Everything revolves around a solid and consistent technique.

I have a small stable of razors and when starting out I struggled a bit. Having been a guy who could sharpen a spoon and make it slick arm hair I figured a razor would be easy. Well it wasn’t hard but it took some attention.

You can read up on how to hone a razor and this place is the way to go let me tell you. So really what it comes down to is what is sharp and comfortable.

You can read volumes of stuff on JNats and synthetics to Arkansas stones, balsa strops and all that. Everything has a technical application in the way they perform.

The goal is sharp and comfortable yet a functionally good shave.

For me. And this is just me. I have got my technique of honing and stropping to where all of my razors pass a HHT before each and every pass, not that I test before each pass but I know my technique. Once you find your groove it’s not hard but for me that is the test. Anything less is pulling and tugging and gives me a less than comfortable shave.

**DIRECTIVE 1**
List the honing stones and strops named in the razor-honing post.
The records have no connection to the text above.

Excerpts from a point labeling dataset

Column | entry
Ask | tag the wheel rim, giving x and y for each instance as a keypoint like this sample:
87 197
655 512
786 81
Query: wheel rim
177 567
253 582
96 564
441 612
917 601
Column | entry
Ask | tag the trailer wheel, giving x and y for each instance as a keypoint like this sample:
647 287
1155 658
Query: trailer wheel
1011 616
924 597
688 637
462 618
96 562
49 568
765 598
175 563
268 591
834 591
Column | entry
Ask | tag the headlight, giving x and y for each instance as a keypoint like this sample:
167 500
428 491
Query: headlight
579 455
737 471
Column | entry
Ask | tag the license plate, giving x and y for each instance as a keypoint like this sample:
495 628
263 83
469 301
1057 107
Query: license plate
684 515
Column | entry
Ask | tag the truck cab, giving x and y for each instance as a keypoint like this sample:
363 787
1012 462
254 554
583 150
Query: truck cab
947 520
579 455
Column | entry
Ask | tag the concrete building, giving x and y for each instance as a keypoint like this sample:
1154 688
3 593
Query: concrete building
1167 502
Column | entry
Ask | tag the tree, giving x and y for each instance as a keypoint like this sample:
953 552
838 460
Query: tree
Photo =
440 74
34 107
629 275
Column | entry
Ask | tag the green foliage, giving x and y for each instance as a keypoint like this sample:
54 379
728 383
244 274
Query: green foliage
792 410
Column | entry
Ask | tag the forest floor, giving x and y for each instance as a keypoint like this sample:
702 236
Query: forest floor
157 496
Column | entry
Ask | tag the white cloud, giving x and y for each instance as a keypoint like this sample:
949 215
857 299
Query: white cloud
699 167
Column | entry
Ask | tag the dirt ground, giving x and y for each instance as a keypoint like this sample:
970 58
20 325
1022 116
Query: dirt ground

**DIRECTIVE 2**
Please rename "keypoint" to "point marker" everywhere it appears in the records, changing nothing else.

**COMPLETE RESPONSE 1**
JNats
synthetics
Arkansas stones
balsa strops

**COMPLETE RESPONSE 2**
Column | entry
Ask | tag the wheel rim, giving x and y for each instance as a point marker like this sample:
87 197
655 512
786 81
Query: wheel rim
177 567
253 582
96 564
441 612
917 601
Column | entry
Ask | tag the trailer wheel, giving x and y for each instance as a point marker like this sample:
647 287
1155 658
Query: trailer wheel
1011 616
924 597
688 637
462 618
96 562
49 568
765 598
175 563
268 591
834 591
Column | entry
Ask | tag the headlight, giving x and y for each instance as a point marker like this sample:
167 500
428 491
Query: headlight
579 455
737 471
Column | entry
Ask | tag the license plate, giving x and y for each instance as a point marker like this sample:
495 628
263 83
469 301
1057 107
Query: license plate
684 515
Column | entry
Ask | tag the truck cab, giving x and y for each instance as a point marker like this sample:
363 787
1012 462
254 554
583 150
Query: truck cab
947 520
579 455
Column | entry
Ask | tag the concrete building, giving x and y for each instance as a point marker like this sample:
1154 688
3 593
Query: concrete building
1167 502
Column | entry
Ask | tag the tree, giving x and y for each instance as a point marker like this sample:
953 552
838 460
Query: tree
Photo =
440 74
34 107
629 275
Column | entry
Ask | tag the green foliage, giving x and y for each instance as a point marker like this sample:
54 379
728 383
244 274
Query: green foliage
792 410
Column | entry
Ask | tag the forest floor, giving x and y for each instance as a point marker like this sample:
702 236
Query: forest floor
157 496
Column | entry
Ask | tag the white cloud, giving x and y for each instance as a point marker like this sample:
949 215
857 299
Query: white cloud
699 167
Column | entry
Ask | tag the dirt ground, giving x and y for each instance as a point marker like this sample:
970 58
20 325
1022 116
Query: dirt ground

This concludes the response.